— Begin Passage shown —
Me: Electronics enthusiast in the 1960s, little chance to practice since then.

Project: Schools in the UK have drawers full of expensive 'Data loggers'. Sophisticated and versatile devices with lots of plug-ins to measure and record mostly physics things. Rarely used because teachers don't use them often enough, crucial bit missing, can't get software to work etc.

A posible solution: Ultra-simple hardware with common software. The software I'm trialing is either Audacity or Acoustica audio editing software. Both are available for free, measure at 10kHz+ (plenty fast enough) and resolve to 16bit (again, plenty).

My current problem: I want to fire a narrow beam of visible LED light (not laser, regulations too complex) at a sensor to produce a signal that can be fed into the mic jack on a PC. The resulting pulse. These devices often used in pairs to start/stop a timer to measure acceleration etc but a single one could be used by reflection to count the rotation speed of a fan etc.

Photodiodes and Phototransistors are unknown to me and I have found comments on here (Q22414) like:

Photodiodes may be operated either forward or reverse biased. Forward biased gives most output. Reverse biased gives most speed. and is noisier. Reverse biased mode is most usually used.

I'm thinking that forward bias would be better for me, but where do phototransistors fit in? I suspect that photodarlingtons are a little slow. Help!

My ideal circuit has no IC's, a very low component count and is really cheap. That way any unskilled solderer has a chance of building or repairing it and if it gets lost/broken then it's not a big deal.


Oops, I'm trying to reply to comments below but there is a short message length available.
— End Passage shown —
● **Brief A**:
In the rows below, how many lines contain the string "bridge"? Reply with the number only.
— Begin Supplied records —
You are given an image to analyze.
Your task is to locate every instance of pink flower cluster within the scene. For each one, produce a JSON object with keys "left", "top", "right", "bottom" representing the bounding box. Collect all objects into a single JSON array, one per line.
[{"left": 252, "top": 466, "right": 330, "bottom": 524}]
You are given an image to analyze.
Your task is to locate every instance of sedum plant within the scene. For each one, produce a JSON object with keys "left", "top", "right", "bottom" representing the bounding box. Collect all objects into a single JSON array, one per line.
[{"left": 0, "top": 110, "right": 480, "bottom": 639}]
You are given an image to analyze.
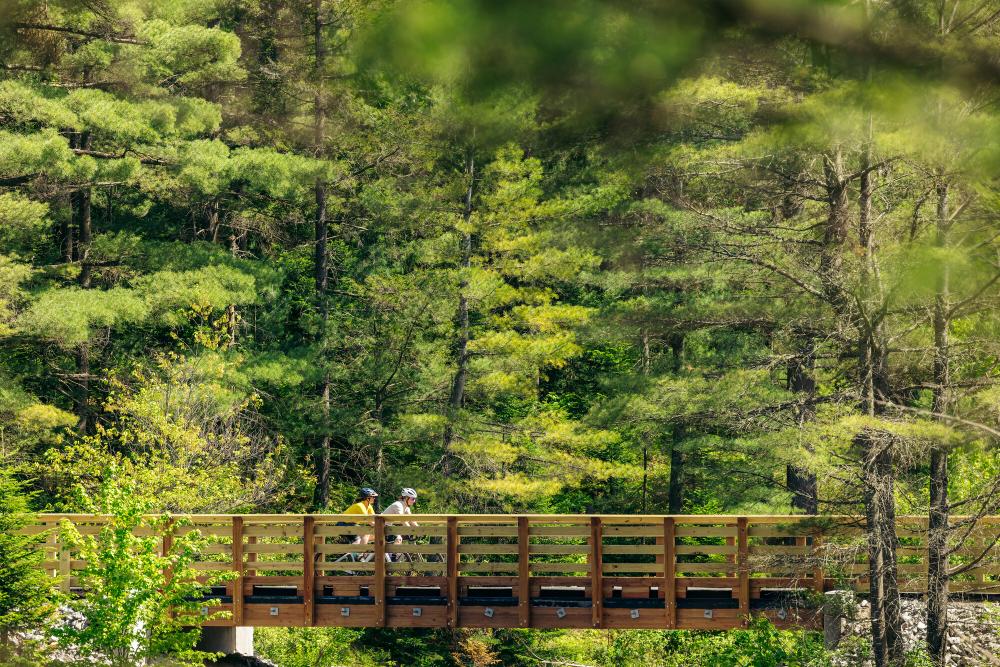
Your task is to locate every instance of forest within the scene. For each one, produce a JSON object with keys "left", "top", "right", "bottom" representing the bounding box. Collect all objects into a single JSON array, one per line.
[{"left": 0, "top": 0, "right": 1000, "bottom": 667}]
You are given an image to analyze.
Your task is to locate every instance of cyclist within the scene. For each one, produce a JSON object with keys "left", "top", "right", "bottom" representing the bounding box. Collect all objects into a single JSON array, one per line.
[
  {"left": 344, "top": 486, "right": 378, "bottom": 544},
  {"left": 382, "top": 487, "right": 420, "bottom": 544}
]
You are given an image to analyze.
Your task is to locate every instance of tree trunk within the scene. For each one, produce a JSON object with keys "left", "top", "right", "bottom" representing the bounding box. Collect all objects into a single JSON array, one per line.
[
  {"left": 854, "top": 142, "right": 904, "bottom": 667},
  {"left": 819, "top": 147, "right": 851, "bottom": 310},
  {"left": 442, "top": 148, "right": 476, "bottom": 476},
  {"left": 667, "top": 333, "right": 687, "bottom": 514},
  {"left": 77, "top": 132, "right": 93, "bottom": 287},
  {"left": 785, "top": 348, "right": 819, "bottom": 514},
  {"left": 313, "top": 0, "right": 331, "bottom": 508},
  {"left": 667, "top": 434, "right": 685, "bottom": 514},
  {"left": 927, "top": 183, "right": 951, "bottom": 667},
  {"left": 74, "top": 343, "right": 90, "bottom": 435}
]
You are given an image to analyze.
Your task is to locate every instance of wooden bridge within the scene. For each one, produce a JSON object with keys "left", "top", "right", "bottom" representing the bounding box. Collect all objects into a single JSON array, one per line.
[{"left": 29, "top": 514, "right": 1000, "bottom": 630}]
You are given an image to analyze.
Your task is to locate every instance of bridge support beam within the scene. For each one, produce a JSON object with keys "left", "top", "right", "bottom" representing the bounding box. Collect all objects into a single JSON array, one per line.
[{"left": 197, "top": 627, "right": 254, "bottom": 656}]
— End Supplied records —
● **Brief B**:
Reproduce the part of the forum post above that begins at the words "Photodiodes and Phototransistors" and stops after "message length available.", copying it word for word.

● **Task answer A**:
2

● **Task answer B**:
Photodiodes and Phototransistors are unknown to me and I have found comments on here (Q22414) like:

Photodiodes may be operated either forward or reverse biased. Forward biased gives most output. Reverse biased gives most speed. and is noisier. Reverse biased mode is most usually used.

I'm thinking that forward bias would be better for me, but where do phototransistors fit in? I suspect that photodarlingtons are a little slow. Help!

My ideal circuit has no IC's, a very low component count and is really cheap. That way any unskilled solderer has a chance of building or repairing it and if it gets lost/broken then it's not a big deal.


Oops, I'm trying to reply to comments below but there is a short message length available.